- **Task objective**: From the entries below, collect every line that contains the word "hardwood" and copy each one out in full.
----------------
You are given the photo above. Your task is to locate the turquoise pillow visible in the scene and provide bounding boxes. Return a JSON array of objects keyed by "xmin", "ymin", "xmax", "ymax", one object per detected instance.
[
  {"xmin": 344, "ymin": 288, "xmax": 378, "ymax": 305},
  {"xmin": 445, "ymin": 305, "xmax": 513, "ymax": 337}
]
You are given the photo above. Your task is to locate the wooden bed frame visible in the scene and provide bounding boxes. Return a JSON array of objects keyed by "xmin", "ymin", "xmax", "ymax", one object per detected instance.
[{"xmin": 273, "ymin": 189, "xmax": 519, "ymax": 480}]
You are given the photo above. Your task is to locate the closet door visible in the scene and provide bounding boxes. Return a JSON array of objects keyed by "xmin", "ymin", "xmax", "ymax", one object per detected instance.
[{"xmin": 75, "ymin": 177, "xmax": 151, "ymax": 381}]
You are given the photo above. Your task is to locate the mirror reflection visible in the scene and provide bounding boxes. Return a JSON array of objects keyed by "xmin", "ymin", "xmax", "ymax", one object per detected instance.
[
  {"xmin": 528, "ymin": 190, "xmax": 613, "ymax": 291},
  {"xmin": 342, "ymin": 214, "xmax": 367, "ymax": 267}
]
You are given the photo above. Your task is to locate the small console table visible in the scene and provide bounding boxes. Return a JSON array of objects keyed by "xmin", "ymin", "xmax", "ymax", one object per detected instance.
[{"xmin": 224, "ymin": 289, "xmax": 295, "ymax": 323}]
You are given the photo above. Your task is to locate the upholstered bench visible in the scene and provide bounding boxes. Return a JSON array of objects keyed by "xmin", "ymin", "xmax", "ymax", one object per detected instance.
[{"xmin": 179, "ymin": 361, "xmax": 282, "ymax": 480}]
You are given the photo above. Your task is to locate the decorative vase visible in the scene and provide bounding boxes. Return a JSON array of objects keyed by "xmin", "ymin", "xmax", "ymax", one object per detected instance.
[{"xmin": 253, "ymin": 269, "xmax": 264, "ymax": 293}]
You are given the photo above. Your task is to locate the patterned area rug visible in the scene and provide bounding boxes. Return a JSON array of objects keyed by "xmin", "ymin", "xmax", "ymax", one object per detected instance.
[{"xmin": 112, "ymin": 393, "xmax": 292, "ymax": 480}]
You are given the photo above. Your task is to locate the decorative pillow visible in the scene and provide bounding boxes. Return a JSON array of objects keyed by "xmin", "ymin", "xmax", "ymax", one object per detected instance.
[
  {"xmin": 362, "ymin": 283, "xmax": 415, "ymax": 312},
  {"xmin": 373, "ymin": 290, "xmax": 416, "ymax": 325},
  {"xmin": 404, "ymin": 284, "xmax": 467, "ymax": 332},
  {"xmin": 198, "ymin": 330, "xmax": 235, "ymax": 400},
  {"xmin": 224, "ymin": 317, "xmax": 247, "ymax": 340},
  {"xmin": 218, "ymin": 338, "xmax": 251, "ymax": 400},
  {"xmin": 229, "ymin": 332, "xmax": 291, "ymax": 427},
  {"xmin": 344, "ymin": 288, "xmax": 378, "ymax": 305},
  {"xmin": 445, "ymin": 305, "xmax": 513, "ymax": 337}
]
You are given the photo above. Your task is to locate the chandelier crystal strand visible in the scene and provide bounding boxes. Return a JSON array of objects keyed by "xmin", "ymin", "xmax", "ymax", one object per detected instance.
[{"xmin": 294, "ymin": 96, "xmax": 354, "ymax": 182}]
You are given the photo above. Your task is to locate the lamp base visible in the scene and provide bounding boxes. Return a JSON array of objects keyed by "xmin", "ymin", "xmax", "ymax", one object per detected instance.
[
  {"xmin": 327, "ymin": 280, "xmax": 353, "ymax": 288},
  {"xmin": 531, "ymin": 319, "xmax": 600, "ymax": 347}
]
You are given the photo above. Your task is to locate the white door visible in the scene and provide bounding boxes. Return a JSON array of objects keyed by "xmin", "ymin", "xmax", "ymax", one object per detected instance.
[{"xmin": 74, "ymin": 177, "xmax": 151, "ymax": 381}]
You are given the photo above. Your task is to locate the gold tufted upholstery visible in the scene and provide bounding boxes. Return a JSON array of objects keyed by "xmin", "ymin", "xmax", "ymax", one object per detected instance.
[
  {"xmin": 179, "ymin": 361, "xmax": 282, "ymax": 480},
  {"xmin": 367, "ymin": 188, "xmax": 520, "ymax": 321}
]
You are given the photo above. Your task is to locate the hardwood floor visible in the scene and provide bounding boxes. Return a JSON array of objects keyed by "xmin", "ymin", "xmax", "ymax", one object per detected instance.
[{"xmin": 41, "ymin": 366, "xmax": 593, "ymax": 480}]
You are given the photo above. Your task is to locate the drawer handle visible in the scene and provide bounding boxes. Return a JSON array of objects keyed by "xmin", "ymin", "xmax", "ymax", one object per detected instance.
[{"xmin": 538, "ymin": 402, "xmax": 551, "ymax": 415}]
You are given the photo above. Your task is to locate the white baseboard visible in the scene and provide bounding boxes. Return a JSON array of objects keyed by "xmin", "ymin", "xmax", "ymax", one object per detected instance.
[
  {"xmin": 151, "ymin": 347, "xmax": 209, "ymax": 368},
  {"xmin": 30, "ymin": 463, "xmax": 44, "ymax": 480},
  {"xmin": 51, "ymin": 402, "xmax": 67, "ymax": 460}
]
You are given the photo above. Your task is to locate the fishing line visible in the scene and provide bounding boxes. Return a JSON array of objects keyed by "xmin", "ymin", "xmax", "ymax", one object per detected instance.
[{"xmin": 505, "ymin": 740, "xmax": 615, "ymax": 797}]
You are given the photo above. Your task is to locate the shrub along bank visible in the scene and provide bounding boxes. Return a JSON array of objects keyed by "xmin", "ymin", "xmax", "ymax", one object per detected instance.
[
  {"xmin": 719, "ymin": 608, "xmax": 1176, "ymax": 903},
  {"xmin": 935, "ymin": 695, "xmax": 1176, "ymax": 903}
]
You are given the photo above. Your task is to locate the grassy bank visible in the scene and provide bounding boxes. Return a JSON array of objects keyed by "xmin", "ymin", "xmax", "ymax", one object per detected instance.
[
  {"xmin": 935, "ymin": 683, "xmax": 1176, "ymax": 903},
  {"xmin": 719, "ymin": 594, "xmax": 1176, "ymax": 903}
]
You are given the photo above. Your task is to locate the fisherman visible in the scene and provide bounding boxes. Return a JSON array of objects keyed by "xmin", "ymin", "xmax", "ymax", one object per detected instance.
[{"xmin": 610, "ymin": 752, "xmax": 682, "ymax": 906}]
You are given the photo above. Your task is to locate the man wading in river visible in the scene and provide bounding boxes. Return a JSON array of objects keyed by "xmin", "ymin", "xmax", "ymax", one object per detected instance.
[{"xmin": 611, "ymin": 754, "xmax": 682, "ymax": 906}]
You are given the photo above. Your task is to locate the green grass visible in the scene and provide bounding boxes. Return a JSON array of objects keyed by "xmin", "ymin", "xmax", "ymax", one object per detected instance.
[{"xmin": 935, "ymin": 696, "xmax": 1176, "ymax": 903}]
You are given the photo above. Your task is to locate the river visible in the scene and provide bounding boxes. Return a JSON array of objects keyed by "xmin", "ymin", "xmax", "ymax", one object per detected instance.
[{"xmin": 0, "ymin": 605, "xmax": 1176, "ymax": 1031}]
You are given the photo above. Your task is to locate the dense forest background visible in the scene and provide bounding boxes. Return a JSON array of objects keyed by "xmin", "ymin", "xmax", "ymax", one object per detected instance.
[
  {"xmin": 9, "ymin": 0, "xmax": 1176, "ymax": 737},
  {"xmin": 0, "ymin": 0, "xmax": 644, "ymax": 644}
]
----------------
- **Exercise output**:
You are given the photo above. Your task is to locate the hardwood floor visible in the scene and provide bounding boxes. Return a JSON array of objects keyed by "xmin", "ymin", "xmax", "ymax", one object per detected instance.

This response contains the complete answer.